**The exercise**
Condense the paragraph of the blog post that begins "And so, my little blades" into two sentences, keeping its main facts.

**Excerpted passage**
○ ○ ○

And so, my little blades... this leads me back to all of you. When I began blogging this year, I had some goals in mind. And as you may remember, I was very specific about them. I was sounding my "barbaric yawp!" so to speak. About what I wanted, what I was manifesting, what I felt I deserved, what I wanted to share with all of you.

And though the year is not over yet, we are indeed winding down... And happily so.

See, I remember the searching for what I wanted. Looking for God in things big and small.  And here is the musical version of what I was seeking... And though it seemed -- even to me -- like what I've been seeking was on the outside -- move star, best-selling author, and millionaire. And quite honestly, I am not at all saying that I no longer aspire to be or see myself as those things. Because I do. But what I have been getting -- more than anything -- is closer to God, to the God in me, to me, I guess you can say. And so... here is the song that sings from my heart what this year has felt like for me...


And then, there is this: December 9th at 11:20pm and here I am at home, with Gatsby. I have a friend living with me. She brings a joy to my home that I didn't even know so acutely I'd be longing for. And I have -- gosh, it's funny because when I've been meeting with my teacher, Shalom, the past few months, he's been telling me how happy he is for me.

I am so happy for you, Kieren. You are changing so much.

○ ○ ○

Region annotation entries
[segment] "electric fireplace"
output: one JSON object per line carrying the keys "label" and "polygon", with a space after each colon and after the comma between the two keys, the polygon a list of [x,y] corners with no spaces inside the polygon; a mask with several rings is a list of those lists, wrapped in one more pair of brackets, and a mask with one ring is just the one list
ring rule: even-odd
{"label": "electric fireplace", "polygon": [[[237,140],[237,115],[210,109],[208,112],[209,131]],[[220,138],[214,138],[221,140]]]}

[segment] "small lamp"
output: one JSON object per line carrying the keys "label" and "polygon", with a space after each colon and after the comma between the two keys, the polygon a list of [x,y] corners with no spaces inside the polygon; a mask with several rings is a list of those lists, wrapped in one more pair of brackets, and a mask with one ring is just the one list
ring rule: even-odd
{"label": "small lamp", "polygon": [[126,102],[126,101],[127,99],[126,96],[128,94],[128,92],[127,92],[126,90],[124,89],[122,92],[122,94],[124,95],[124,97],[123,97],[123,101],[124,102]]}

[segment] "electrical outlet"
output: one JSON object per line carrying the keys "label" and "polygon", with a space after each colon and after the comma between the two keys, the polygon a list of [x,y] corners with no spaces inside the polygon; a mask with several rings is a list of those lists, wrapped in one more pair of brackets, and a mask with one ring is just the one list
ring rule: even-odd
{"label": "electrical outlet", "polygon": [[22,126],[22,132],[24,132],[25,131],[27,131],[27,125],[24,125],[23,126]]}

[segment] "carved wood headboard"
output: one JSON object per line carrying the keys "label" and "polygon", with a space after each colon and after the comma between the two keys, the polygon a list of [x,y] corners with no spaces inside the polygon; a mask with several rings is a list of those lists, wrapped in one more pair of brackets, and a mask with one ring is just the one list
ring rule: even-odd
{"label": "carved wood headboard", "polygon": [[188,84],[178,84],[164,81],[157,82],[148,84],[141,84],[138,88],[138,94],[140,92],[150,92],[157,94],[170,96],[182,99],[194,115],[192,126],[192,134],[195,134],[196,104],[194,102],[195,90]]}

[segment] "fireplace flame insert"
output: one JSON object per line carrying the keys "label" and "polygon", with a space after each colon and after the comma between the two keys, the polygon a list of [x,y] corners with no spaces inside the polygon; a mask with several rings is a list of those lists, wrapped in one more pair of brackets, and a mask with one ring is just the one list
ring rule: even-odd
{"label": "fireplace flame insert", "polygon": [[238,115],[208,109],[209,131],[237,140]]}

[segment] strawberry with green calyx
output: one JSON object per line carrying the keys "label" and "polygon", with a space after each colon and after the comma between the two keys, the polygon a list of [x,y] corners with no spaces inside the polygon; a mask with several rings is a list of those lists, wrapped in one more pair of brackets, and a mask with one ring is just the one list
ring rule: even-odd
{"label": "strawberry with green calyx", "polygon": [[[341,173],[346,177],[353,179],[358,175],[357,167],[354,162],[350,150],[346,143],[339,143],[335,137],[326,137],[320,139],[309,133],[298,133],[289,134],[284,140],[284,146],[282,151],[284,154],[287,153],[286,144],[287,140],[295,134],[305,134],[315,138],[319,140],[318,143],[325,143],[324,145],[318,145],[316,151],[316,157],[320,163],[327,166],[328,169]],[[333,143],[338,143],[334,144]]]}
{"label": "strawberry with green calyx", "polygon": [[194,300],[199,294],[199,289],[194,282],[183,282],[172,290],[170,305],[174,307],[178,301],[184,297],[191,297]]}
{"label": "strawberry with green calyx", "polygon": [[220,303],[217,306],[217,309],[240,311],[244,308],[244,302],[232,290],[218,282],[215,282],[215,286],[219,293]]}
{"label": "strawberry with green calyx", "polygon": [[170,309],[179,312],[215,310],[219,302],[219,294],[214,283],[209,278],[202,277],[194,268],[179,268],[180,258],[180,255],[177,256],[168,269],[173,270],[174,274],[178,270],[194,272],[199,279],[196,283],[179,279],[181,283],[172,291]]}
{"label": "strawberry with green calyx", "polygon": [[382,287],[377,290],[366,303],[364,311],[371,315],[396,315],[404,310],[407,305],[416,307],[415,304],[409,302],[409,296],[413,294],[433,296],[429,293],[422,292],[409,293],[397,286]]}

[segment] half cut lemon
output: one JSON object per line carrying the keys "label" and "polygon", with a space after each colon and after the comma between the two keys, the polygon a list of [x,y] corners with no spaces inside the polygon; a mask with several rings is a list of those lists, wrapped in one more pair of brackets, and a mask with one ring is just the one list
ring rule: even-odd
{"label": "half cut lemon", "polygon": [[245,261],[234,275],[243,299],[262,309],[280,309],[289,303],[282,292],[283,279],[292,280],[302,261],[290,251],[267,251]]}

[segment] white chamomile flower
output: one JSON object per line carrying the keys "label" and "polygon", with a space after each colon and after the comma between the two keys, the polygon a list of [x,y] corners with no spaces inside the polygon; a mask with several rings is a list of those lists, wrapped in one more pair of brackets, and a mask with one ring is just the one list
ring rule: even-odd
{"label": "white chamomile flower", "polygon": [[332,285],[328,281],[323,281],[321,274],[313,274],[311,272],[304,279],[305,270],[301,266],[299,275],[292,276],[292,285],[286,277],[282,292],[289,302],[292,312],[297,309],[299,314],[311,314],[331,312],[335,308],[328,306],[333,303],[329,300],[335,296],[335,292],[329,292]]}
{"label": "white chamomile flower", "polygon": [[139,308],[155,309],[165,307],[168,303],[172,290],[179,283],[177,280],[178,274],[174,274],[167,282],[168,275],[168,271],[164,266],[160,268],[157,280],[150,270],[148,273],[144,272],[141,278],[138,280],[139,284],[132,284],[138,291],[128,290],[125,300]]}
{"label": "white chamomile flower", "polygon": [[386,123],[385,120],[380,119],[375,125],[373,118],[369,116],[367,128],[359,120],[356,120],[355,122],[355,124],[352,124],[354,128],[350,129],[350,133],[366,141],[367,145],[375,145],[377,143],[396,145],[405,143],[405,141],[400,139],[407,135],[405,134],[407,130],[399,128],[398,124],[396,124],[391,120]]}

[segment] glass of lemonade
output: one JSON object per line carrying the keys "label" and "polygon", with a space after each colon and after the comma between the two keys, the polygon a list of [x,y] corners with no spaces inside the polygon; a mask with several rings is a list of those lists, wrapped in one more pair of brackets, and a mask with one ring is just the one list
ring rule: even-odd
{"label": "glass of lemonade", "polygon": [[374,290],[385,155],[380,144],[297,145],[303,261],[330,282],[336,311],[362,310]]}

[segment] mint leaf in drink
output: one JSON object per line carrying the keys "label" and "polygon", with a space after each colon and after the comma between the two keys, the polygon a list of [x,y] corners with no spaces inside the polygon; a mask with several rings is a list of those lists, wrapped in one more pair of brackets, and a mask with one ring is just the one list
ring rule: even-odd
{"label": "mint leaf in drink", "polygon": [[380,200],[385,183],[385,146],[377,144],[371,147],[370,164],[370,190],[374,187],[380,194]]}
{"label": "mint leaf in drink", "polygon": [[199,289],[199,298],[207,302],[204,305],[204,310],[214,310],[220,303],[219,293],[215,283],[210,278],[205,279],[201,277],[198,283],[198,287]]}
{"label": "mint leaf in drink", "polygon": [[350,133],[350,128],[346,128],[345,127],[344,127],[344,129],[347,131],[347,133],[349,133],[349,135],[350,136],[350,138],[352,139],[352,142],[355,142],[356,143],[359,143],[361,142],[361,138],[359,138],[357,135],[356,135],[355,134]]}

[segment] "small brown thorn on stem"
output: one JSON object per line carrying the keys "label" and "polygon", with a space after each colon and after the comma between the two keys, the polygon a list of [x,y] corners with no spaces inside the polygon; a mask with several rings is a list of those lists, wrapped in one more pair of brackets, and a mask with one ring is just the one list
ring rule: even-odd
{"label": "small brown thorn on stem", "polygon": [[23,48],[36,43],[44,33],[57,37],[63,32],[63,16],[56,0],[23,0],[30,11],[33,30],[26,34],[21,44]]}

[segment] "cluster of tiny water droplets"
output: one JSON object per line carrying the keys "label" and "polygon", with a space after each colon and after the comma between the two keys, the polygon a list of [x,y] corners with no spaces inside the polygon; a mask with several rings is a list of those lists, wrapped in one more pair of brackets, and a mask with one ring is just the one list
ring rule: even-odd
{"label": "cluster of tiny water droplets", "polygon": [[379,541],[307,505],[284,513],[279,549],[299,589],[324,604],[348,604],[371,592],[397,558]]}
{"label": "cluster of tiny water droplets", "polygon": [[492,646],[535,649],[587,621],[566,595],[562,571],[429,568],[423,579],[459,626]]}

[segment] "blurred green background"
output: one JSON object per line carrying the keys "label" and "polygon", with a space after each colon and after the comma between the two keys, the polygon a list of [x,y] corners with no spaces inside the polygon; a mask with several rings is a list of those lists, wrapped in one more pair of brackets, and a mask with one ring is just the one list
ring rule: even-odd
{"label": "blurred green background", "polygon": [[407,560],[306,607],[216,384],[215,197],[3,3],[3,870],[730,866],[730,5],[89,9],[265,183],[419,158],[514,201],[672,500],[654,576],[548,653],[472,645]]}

○ ○ ○

**Output for this task**
This brings me back to you, my readers. When I started blogging this year, I set very specific goals and announced them boldly, like a "barbaric yawp": what I wanted, what I was manifesting, what I felt I deserved, and what I wanted to share with you.